Document passage.
** BEGIN **

There is beauty in those lines that take me to the top of a metaphorical hill. Perhaps silence is what we need to hear--and we need to also hear the chatter of what can be possible. Both provide the reader with the gaps necessary to find meaning in the code of language.

Are we to take seriously Schickling's poetic form that defies anything that makes sense to how we were educated, both formally and informally? Breaking the rules of grammar, spelling, and syntax makes most writing instructors "wordless" or "wordful" with frustration. I am thinking about all the papers that I have read with sentences that make no sense because of structure. Too often I don't even know how to untangle the syntax as I write my comments in the margins. This is, as I have previously mentioned, the way that people are taught to think and write. However, I do think that we should take Schickling's poetic form seriously. There have been the ground breaking writers--James Joyce comes to mind--who have re-configured thought through written language and written language through thought. Joyce and other writers have tried to close the gap between what we can and what we cannot do--or how we can put those words onto paper. I am suggesting that Schickling IS a poet who is re-configuring language and thought.

** END **

Point labeling dataset excerpts.
** BEGIN **

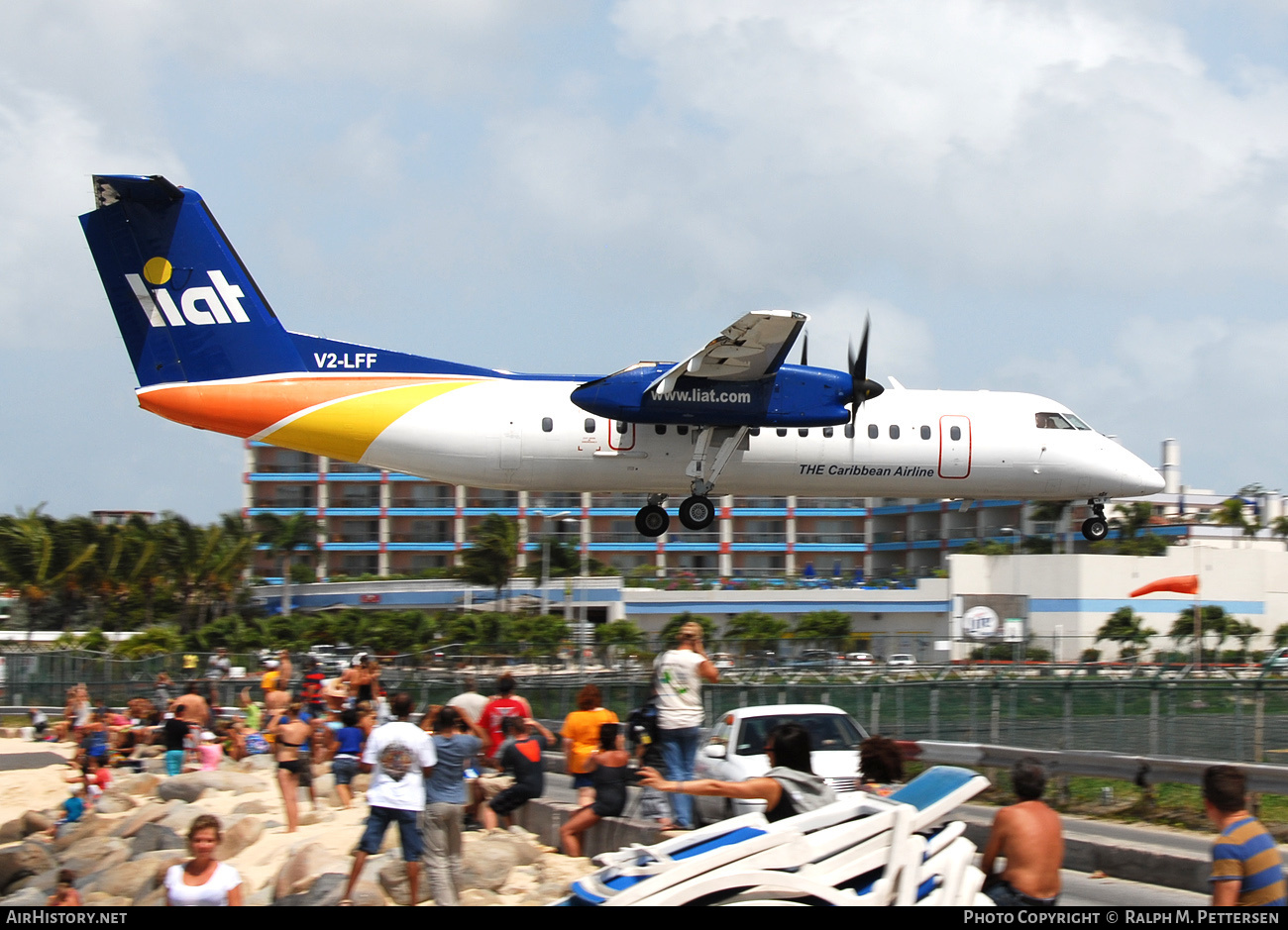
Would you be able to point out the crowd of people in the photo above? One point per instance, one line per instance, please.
(476, 760)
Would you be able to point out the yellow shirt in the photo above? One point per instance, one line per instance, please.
(583, 729)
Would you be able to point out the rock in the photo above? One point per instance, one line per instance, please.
(141, 783)
(156, 836)
(37, 822)
(129, 826)
(487, 862)
(95, 854)
(326, 891)
(154, 898)
(393, 878)
(303, 866)
(27, 896)
(114, 802)
(239, 836)
(125, 879)
(22, 860)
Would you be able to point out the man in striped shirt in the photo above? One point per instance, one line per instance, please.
(1247, 870)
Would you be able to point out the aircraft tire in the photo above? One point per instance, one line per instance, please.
(1095, 528)
(697, 511)
(652, 521)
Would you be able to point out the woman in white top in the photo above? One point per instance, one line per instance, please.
(201, 879)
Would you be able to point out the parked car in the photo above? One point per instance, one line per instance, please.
(735, 751)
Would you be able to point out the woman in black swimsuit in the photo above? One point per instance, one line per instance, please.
(790, 787)
(290, 733)
(609, 773)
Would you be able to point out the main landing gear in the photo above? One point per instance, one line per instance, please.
(697, 511)
(1095, 527)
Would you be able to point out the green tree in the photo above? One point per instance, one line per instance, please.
(1126, 628)
(673, 629)
(758, 630)
(1212, 620)
(823, 625)
(490, 557)
(284, 539)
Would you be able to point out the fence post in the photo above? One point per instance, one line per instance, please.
(1153, 719)
(1258, 727)
(995, 725)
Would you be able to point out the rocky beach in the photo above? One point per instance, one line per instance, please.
(121, 851)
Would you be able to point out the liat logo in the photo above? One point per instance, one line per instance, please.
(197, 305)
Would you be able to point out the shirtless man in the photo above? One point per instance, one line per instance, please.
(1029, 838)
(196, 710)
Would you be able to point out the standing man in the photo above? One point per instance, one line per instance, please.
(400, 755)
(679, 673)
(1245, 866)
(1029, 838)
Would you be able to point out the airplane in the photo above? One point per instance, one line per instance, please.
(210, 352)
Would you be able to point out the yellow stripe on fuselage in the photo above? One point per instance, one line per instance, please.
(346, 428)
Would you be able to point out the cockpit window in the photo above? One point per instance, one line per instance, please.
(1051, 421)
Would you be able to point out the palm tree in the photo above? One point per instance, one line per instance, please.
(283, 539)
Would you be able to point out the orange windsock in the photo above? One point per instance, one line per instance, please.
(1181, 583)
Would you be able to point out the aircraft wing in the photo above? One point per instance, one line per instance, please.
(747, 351)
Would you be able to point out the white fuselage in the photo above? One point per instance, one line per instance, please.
(978, 445)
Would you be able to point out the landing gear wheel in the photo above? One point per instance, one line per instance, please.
(652, 521)
(1095, 528)
(697, 511)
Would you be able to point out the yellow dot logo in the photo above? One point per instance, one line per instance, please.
(158, 270)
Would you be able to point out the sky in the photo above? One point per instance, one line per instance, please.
(1082, 200)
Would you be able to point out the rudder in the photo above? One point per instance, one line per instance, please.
(187, 308)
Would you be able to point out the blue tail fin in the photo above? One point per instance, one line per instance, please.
(187, 308)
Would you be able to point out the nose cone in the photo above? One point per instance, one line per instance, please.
(1138, 478)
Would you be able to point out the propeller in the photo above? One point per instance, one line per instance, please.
(864, 388)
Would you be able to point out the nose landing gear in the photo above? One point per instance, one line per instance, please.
(1095, 527)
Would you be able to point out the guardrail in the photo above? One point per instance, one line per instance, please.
(1144, 771)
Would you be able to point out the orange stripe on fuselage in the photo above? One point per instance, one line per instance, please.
(246, 408)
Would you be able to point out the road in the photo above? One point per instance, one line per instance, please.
(1080, 889)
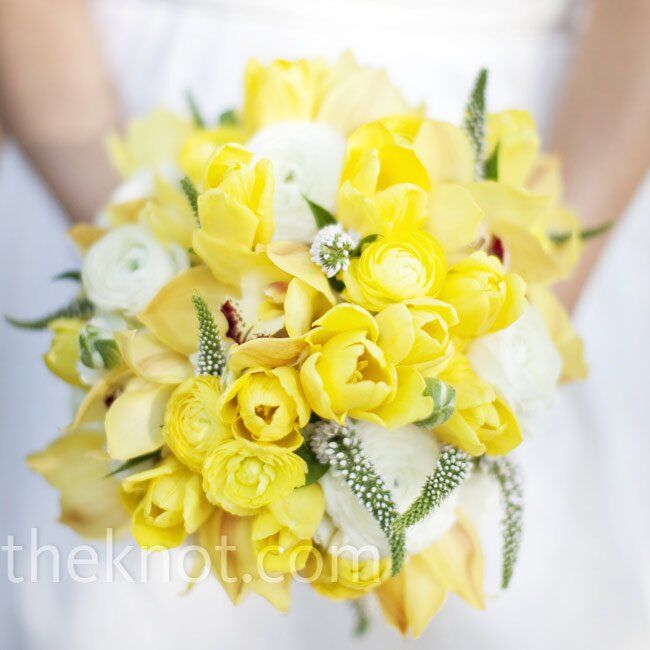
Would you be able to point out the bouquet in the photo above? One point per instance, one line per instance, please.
(310, 333)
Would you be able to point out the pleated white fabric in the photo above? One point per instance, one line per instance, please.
(584, 571)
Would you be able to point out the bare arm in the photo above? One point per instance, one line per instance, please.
(55, 98)
(602, 125)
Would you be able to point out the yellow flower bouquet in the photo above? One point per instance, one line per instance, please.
(316, 329)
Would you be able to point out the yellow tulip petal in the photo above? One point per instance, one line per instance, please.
(76, 464)
(171, 316)
(266, 352)
(456, 562)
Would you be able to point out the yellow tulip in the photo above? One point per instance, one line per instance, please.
(227, 540)
(417, 334)
(156, 138)
(340, 577)
(524, 222)
(394, 268)
(515, 135)
(76, 464)
(282, 531)
(167, 504)
(192, 421)
(485, 297)
(201, 145)
(242, 477)
(348, 374)
(267, 407)
(482, 422)
(454, 563)
(63, 356)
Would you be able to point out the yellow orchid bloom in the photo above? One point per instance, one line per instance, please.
(154, 139)
(201, 145)
(482, 422)
(228, 541)
(63, 356)
(166, 502)
(454, 563)
(77, 465)
(565, 338)
(525, 223)
(282, 531)
(340, 577)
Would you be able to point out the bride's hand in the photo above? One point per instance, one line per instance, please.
(603, 120)
(55, 98)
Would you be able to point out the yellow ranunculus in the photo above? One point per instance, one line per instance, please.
(201, 145)
(192, 421)
(283, 530)
(167, 503)
(417, 334)
(267, 407)
(482, 421)
(454, 563)
(349, 374)
(242, 477)
(485, 297)
(76, 464)
(340, 577)
(514, 133)
(63, 356)
(154, 139)
(394, 268)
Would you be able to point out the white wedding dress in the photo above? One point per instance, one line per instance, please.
(582, 581)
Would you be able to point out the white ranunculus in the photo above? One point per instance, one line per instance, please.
(522, 363)
(307, 160)
(125, 269)
(404, 458)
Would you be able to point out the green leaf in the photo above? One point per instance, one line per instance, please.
(212, 352)
(588, 233)
(322, 217)
(491, 166)
(197, 118)
(507, 476)
(68, 275)
(368, 239)
(444, 402)
(134, 462)
(192, 195)
(452, 468)
(340, 447)
(474, 120)
(228, 118)
(361, 616)
(80, 307)
(315, 469)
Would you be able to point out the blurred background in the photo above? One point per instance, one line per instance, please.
(71, 71)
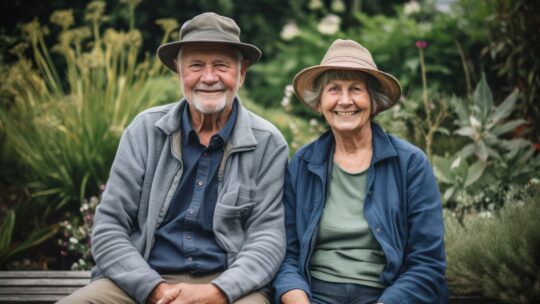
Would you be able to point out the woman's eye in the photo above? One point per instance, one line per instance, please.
(333, 89)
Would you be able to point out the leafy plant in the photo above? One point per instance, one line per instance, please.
(10, 248)
(66, 130)
(497, 255)
(485, 124)
(75, 236)
(457, 173)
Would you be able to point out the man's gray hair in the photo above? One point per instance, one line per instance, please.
(379, 99)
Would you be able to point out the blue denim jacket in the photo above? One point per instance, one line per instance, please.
(402, 207)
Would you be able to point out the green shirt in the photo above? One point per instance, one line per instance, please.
(346, 251)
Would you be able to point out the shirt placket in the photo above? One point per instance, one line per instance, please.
(190, 221)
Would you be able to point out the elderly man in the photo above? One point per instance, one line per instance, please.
(192, 209)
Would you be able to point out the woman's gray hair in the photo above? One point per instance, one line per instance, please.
(379, 100)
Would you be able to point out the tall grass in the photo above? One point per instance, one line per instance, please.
(498, 255)
(64, 127)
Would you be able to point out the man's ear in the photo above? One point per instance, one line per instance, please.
(243, 71)
(245, 65)
(176, 67)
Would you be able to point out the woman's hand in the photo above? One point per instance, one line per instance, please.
(295, 296)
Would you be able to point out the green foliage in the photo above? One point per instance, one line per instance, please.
(457, 173)
(497, 255)
(498, 164)
(66, 132)
(485, 125)
(514, 47)
(11, 248)
(75, 236)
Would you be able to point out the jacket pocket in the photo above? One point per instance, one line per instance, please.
(230, 216)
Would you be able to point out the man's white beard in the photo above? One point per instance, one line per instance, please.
(216, 107)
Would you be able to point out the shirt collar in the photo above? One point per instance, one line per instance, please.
(188, 132)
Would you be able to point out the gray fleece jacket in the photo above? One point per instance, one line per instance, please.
(248, 218)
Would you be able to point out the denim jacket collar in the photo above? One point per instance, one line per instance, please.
(241, 138)
(324, 147)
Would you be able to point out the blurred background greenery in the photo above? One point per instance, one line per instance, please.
(73, 74)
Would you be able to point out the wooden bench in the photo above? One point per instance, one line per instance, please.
(40, 286)
(51, 286)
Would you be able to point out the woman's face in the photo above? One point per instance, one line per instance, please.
(346, 105)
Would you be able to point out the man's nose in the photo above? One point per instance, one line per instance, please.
(345, 98)
(209, 75)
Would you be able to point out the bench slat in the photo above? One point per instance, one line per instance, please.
(44, 282)
(44, 274)
(30, 298)
(37, 290)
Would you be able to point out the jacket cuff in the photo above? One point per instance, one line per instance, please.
(141, 294)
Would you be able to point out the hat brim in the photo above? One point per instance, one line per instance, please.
(167, 52)
(303, 82)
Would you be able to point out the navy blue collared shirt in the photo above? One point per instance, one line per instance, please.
(185, 240)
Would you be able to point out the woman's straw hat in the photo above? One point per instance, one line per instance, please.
(346, 55)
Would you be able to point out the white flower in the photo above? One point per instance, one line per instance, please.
(289, 90)
(411, 7)
(455, 163)
(289, 31)
(285, 102)
(315, 4)
(474, 122)
(338, 6)
(329, 25)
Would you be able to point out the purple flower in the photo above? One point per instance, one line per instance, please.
(421, 44)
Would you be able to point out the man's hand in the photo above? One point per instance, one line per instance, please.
(159, 291)
(193, 294)
(295, 296)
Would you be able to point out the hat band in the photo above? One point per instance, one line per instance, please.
(210, 35)
(347, 59)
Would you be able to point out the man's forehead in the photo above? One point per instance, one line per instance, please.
(218, 50)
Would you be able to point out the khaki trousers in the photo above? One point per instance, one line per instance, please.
(105, 291)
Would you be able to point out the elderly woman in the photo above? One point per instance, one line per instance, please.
(363, 211)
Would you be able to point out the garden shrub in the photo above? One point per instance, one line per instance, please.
(497, 254)
(65, 130)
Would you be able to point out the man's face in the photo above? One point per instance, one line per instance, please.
(211, 76)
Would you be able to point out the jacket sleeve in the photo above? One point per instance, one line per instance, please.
(423, 277)
(115, 222)
(288, 276)
(263, 250)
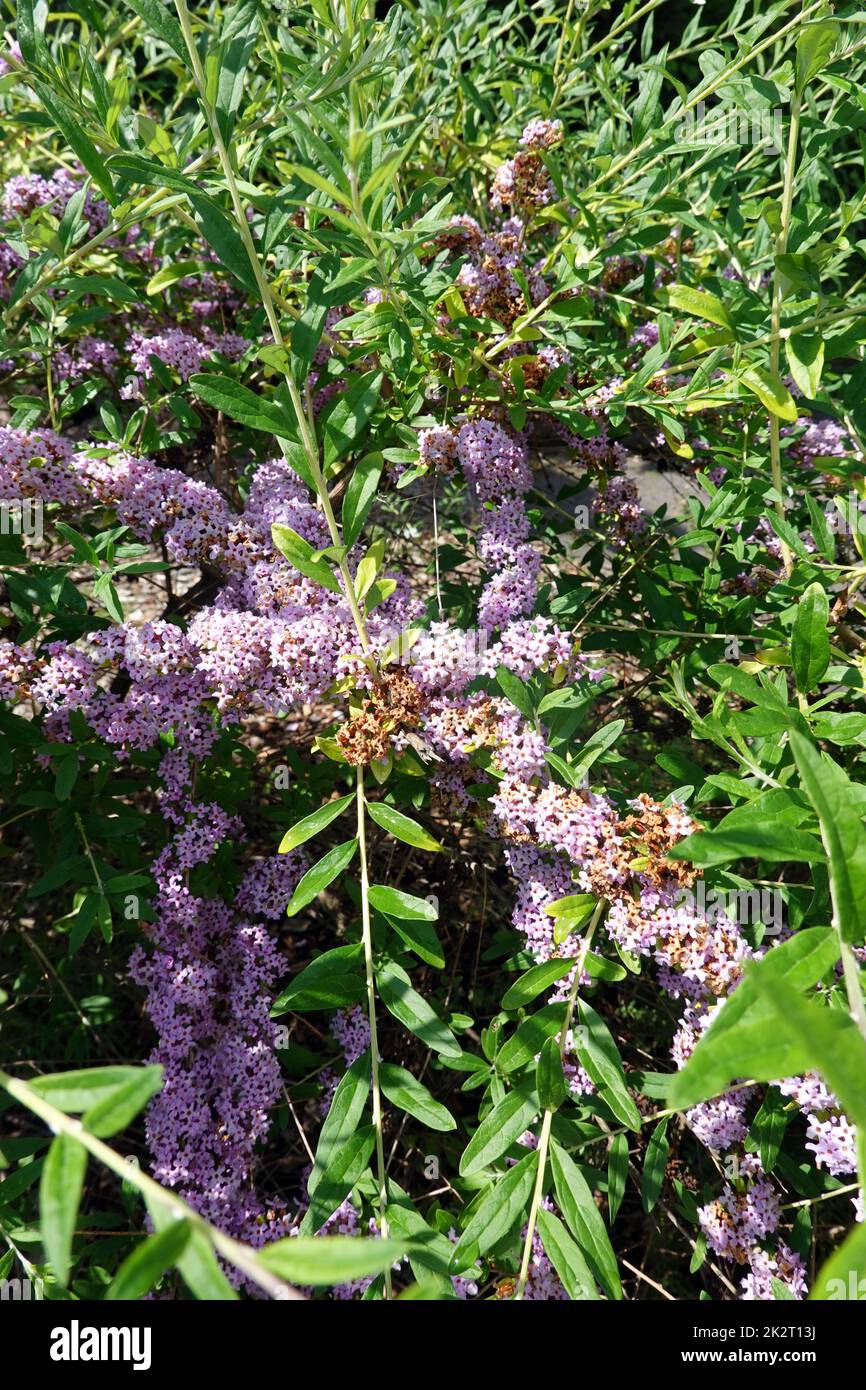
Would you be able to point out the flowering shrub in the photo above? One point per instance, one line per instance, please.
(431, 677)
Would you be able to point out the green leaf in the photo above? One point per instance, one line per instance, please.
(344, 1116)
(77, 1091)
(566, 1257)
(421, 938)
(345, 1166)
(599, 1057)
(549, 1079)
(844, 1273)
(777, 843)
(811, 640)
(345, 423)
(328, 1260)
(72, 131)
(829, 790)
(145, 1266)
(744, 1039)
(647, 110)
(407, 1094)
(360, 495)
(805, 353)
(60, 1186)
(827, 1039)
(331, 982)
(160, 20)
(528, 1040)
(414, 1012)
(237, 45)
(401, 826)
(577, 1204)
(221, 234)
(655, 1162)
(303, 830)
(403, 905)
(498, 1214)
(768, 1129)
(321, 875)
(595, 745)
(196, 1264)
(770, 391)
(537, 979)
(515, 690)
(498, 1130)
(241, 403)
(617, 1173)
(120, 1107)
(299, 553)
(152, 173)
(699, 303)
(815, 43)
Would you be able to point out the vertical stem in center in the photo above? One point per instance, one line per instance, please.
(544, 1141)
(374, 1041)
(540, 1182)
(781, 245)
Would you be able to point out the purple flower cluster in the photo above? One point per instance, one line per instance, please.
(207, 977)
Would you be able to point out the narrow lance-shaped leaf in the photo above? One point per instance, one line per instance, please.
(409, 1094)
(811, 640)
(145, 1266)
(344, 1116)
(829, 790)
(60, 1189)
(498, 1130)
(498, 1214)
(321, 875)
(584, 1219)
(312, 824)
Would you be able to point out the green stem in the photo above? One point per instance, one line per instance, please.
(780, 248)
(544, 1141)
(374, 1041)
(540, 1182)
(307, 437)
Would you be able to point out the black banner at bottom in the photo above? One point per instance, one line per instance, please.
(157, 1337)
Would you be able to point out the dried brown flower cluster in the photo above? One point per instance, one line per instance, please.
(392, 706)
(656, 830)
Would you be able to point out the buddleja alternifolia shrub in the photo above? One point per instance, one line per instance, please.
(433, 653)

** END **

Problems and tasks.
A. From the passage on Schickling's poetry above, quote the text between "There is beauty" and "code of language.", inclusive.
B. Answer these questions from the passage on Schickling's poetry:
(i) According to its opening paragraph, what do silence and the chatter of what can be possible both give the reader?
(ii) Breaking which rules makes most writing instructors "wordless" or "wordful" with frustration?
(iii) Which writer is named as one of the ground breaking writers?

Answers for the exercise.
A.
There is beauty in those lines that take me to the top of a metaphorical hill. Perhaps silence is what we need to hear--and we need to also hear the chatter of what can be possible. Both provide the reader with the gaps necessary to find meaning in the code of language.

B.
(i) The gaps necessary to find meaning in the code of language.
(ii) The rules of grammar, spelling, and syntax.
(iii) James Joyce.